**Work instruction**
Stop after the line that contains "Target: charred squash piece"; until then, restate each line of the entries word for word from the very first.

- - -

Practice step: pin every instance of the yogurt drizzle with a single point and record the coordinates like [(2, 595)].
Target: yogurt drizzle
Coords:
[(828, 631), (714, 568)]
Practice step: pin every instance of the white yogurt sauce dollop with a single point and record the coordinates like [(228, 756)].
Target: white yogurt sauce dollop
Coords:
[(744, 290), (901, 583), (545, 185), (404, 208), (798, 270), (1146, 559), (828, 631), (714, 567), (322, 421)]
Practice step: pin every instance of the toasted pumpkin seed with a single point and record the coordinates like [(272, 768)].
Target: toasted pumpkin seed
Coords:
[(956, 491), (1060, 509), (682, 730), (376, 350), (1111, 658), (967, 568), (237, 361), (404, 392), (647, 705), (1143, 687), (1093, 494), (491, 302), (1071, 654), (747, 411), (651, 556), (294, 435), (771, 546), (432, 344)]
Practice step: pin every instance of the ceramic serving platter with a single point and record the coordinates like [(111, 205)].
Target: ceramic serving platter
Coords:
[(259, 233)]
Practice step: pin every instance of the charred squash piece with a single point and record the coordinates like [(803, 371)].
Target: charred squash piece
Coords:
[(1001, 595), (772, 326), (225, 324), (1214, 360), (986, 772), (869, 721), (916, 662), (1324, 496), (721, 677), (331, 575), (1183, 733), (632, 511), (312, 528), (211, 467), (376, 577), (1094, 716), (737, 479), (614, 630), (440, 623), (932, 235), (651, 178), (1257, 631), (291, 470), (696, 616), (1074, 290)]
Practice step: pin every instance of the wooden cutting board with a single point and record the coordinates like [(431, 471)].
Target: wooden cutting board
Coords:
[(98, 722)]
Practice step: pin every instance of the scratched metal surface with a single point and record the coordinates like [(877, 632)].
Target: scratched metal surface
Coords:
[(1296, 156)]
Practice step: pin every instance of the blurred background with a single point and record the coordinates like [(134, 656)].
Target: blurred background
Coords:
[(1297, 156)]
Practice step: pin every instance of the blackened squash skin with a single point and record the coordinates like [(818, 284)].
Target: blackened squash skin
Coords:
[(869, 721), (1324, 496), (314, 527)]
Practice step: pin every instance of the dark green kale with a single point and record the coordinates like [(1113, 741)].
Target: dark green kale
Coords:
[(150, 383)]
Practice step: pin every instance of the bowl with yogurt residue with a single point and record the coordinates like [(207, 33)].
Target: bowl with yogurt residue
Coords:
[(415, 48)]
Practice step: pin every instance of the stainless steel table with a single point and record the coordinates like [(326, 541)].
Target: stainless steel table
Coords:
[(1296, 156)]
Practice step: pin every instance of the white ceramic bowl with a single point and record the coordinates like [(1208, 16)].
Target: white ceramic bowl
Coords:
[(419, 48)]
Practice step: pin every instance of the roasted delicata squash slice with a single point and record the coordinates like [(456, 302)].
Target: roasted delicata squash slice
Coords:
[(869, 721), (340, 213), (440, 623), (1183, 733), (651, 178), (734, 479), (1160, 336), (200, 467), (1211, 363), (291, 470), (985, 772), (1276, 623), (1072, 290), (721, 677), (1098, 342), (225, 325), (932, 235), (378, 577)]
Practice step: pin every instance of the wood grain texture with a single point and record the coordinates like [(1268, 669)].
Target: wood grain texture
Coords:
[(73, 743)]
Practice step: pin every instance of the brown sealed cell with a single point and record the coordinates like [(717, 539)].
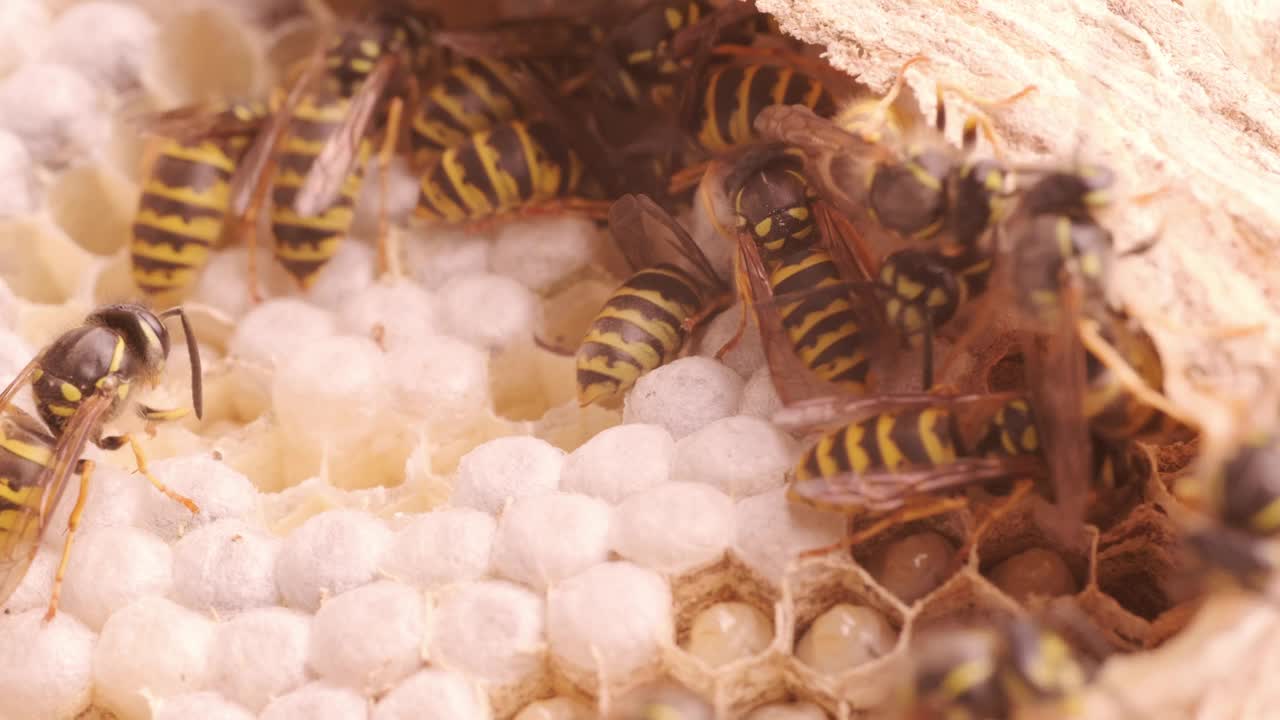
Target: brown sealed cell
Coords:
[(1138, 565), (731, 633), (845, 606), (913, 559), (1022, 559)]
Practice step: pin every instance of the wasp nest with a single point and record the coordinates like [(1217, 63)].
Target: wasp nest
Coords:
[(403, 513)]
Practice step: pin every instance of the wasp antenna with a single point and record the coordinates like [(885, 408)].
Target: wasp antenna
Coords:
[(197, 387)]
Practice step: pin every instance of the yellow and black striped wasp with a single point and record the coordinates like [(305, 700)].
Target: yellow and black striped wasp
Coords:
[(80, 382), (647, 322), (993, 671), (187, 186), (900, 458)]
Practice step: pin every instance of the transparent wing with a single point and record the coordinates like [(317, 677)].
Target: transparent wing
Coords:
[(19, 542), (338, 156), (1056, 383), (887, 491), (648, 236)]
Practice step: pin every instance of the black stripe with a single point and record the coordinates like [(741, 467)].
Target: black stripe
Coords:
[(150, 235), (507, 142), (168, 206)]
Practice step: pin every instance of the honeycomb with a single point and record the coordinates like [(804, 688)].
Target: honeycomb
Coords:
[(451, 595)]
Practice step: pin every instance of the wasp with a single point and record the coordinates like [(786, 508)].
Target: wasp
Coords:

- - -

**Completed exercise**
Practice step: pin every instance of the yogurt drizzle with a single point and record the coordinates like [(2, 595)].
Target: yogurt drizzle
Coords:
[(828, 631), (714, 568)]
Practice step: pin every instance of the white yogurt sauce dollop with a single point and record the coordinates like [(228, 756)].
Target: white yogurt sauce dollop
Coords:
[(744, 290), (901, 583), (545, 185), (404, 208), (798, 270), (1146, 559), (828, 631), (714, 567), (322, 421)]
Practice step: pin every instance of the toasted pumpkin seed with a single point and record the coordinates like [(272, 768)].
Target: toasted pumpkin seed
Coords:
[(956, 491), (1060, 509), (682, 730), (376, 350), (1111, 658), (967, 568), (237, 361), (404, 392), (647, 705), (1143, 687), (1093, 494), (491, 302), (1071, 654), (747, 411), (651, 556), (294, 435), (771, 546), (432, 344)]
Practice step: pin every instance of the ceramic serving platter with a single point and record the coordinates like [(111, 205)].
Target: ceramic serving platter
Coords:
[(259, 233)]
Practice step: pin every instance of the charred squash piece with a single point and record the coordinates like [(803, 371)].
Target: charred squash piece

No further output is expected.